Exercise: Rewrite these lines, replacing "hazy sky" with "misty sky" each time it appears and leaving everything else the same. Leave the pictures out of your answer.

Stored data:

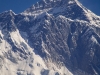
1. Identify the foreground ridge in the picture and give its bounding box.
[0,0,100,75]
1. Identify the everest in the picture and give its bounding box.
[0,0,100,75]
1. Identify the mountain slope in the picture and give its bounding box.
[0,0,100,75]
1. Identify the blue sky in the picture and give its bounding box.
[0,0,39,13]
[0,0,100,15]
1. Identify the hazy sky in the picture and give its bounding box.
[0,0,100,15]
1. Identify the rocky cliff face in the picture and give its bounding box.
[0,0,100,75]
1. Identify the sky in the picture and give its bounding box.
[0,0,100,16]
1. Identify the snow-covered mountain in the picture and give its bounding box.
[0,0,100,75]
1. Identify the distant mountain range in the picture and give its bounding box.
[0,0,100,75]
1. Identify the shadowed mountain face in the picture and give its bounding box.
[0,0,100,75]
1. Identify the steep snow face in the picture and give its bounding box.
[0,11,72,75]
[0,0,100,75]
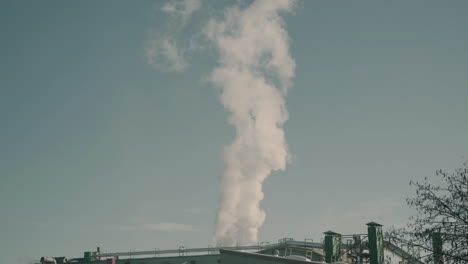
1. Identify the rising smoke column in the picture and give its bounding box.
[204,0,295,246]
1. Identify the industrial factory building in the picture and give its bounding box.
[39,222,422,264]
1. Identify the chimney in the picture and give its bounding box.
[367,222,384,264]
[324,231,341,263]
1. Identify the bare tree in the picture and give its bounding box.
[386,162,468,264]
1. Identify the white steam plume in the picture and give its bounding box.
[204,0,295,246]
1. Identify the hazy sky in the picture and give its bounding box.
[0,0,468,264]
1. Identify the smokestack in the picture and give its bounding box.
[324,231,341,263]
[204,0,295,246]
[367,222,384,264]
[432,232,444,264]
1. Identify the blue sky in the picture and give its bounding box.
[0,1,468,263]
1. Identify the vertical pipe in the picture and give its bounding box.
[324,231,341,263]
[432,232,444,264]
[367,222,384,264]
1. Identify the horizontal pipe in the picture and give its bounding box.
[96,241,323,257]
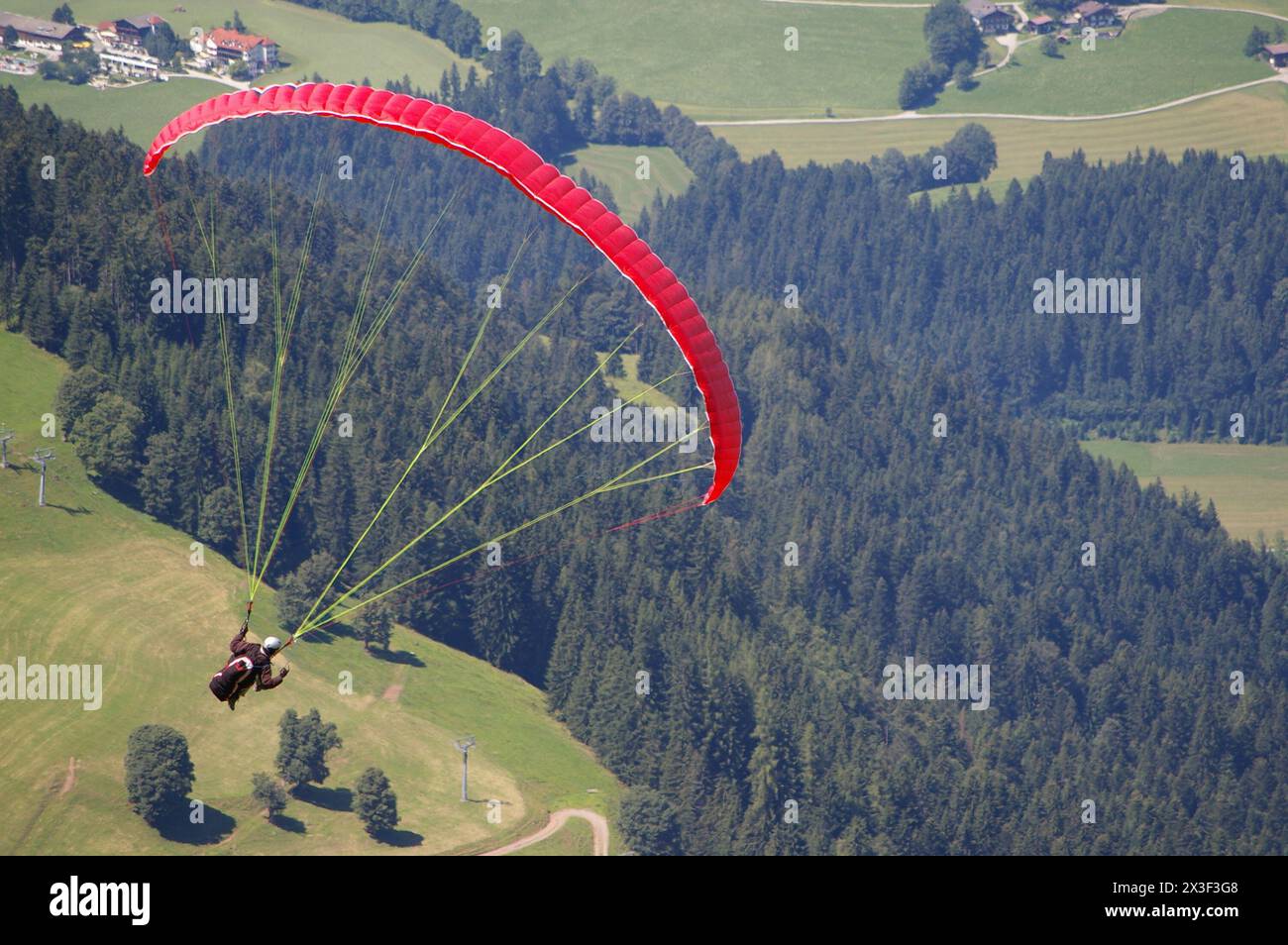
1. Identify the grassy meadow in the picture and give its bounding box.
[0,332,619,855]
[1082,441,1288,542]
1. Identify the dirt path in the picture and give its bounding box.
[480,807,608,856]
[763,0,934,10]
[58,755,76,797]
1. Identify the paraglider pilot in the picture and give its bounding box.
[210,619,290,709]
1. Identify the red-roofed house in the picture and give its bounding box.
[1073,0,1118,27]
[193,29,277,76]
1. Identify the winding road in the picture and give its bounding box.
[715,0,1288,128]
[480,807,608,856]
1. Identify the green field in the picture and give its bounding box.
[0,74,222,154]
[4,0,465,95]
[0,0,468,152]
[563,145,693,223]
[463,0,926,119]
[1082,441,1288,541]
[926,10,1276,115]
[1168,0,1288,17]
[712,85,1288,192]
[0,332,619,855]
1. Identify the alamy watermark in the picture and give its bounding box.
[0,657,103,712]
[152,269,259,325]
[881,657,991,712]
[590,398,702,454]
[1033,269,1140,325]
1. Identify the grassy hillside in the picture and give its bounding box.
[4,0,464,94]
[564,145,693,223]
[0,0,469,151]
[0,74,224,154]
[712,85,1288,190]
[461,0,926,119]
[926,10,1276,115]
[0,332,619,855]
[1082,441,1288,541]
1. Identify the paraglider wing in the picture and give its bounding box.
[143,82,742,504]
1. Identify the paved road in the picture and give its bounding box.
[698,72,1288,128]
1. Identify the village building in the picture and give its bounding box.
[963,0,1015,36]
[95,13,164,47]
[1261,43,1288,69]
[98,46,164,78]
[192,29,277,76]
[0,13,89,51]
[1073,0,1118,29]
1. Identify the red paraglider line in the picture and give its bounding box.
[136,82,742,504]
[149,177,197,348]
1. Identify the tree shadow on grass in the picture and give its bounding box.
[375,830,425,847]
[368,650,425,669]
[268,813,308,833]
[155,803,237,846]
[292,785,353,811]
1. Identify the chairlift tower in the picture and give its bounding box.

Response to this task:
1. Identify the foreground ridge in the picture and give its bounding box.
[0,0,100,75]
1. Identify the everest in the picture and give its bounding box.
[0,0,100,75]
1. Identify the mountain slope in the picture and give its bounding box.
[0,0,100,75]
1. Identify the blue sky in the picture and give its bounding box.
[0,0,39,13]
[0,0,100,15]
1. Identify the misty sky in the picture and give its bounding box.
[0,0,100,15]
1. Identify the rocky cliff face in the picture and give its bounding box.
[0,0,100,75]
1. Identify the sky in the picture and give its bounding box.
[0,0,100,16]
1. Identify the snow-covered mountain in the picture and give its bounding box.
[0,0,100,75]
1. Identify the distant mountain range in the picture and give its bounding box.
[0,0,100,75]
1. Identify the shadowed mountain face in the picture and give its bounding box.
[0,0,100,75]
1. Identify the steep snow face in the picture and give its bounding box.
[0,11,72,75]
[0,0,100,75]
1. Identify the rising smoke column in the picture and give its bounding box.
[204,0,295,246]
1. Identify the industrial factory building in the picture and give its bounding box.
[39,222,422,264]
1. Identify the chimney in the picture and give its bounding box.
[367,222,384,264]
[324,231,341,263]
1. Identify the bare tree in the picture and give its bounding box.
[386,162,468,264]
1. Identify the white steam plume in the picture and give its bounding box.
[204,0,295,246]
1. Identify the misty sky in the picture and give its bounding box.
[0,0,468,264]
1. Identify the smokestack in the picture and give its bounding box.
[324,231,341,263]
[204,0,295,246]
[367,222,384,264]
[432,232,444,264]
1. Identify the blue sky in the picture and give its bounding box.
[0,1,468,263]
1. Identify the vertical pipe in the picture and give its bounding box.
[324,231,341,263]
[432,232,444,264]
[367,222,384,264]
1. Identify the horizontal pipe in the picture and give its bounding box.
[96,241,323,257]
1. Identify the grassy meadow in the picture and give its bounding box.
[0,332,619,855]
[1082,441,1288,542]
1. Identify the dirt path in the picture and give its bounding box.
[480,807,608,856]
[763,0,934,10]
[58,755,76,797]
1. Identify the paraglider pilot in the picture and give its bounding box.
[210,619,290,709]
1. Identify the red-roofed house in the picture and give its bounding box.
[1073,0,1118,27]
[193,29,277,76]
1. Identify the winding road in the picture and give its bounding box.
[715,0,1288,128]
[480,807,608,856]
1. Identify the green field in the picture and give its bounding box.
[0,74,222,154]
[4,0,465,95]
[0,0,468,152]
[563,145,693,223]
[463,0,926,119]
[1082,441,1288,541]
[926,10,1276,115]
[1168,0,1288,17]
[712,85,1288,192]
[0,332,619,855]
1. Identify the alamy watermark in the picture and give its bounding box.
[0,657,103,712]
[152,269,259,325]
[881,657,991,712]
[590,398,702,454]
[1033,269,1140,325]
1. Identify the grassy hillside in the picture and give its bounding box.
[4,0,464,94]
[564,145,693,223]
[0,0,469,151]
[0,74,224,154]
[712,85,1288,190]
[461,0,926,119]
[926,10,1276,115]
[0,332,619,855]
[1082,441,1288,541]
1. Identify the paraglider wing in the picture and give its bounding box.
[143,82,742,504]
1. Identify the paved road in the picture and give its bounding box.
[698,72,1288,128]
1. Identify the village building in the picture and give its bounding box.
[963,0,1015,36]
[95,13,164,47]
[1261,43,1288,69]
[98,46,164,78]
[192,29,277,76]
[0,13,89,51]
[1073,0,1118,29]
1. Identify the red paraglider line in the picture and give its bounding box.
[136,82,742,504]
[149,177,197,348]
1. Identify the tree shadow on grass in the picture and give its bounding box.
[375,830,425,847]
[368,650,425,669]
[268,813,308,833]
[155,803,237,846]
[292,785,353,811]
1. Identify the chairlift tower in the picture and give its bounding box.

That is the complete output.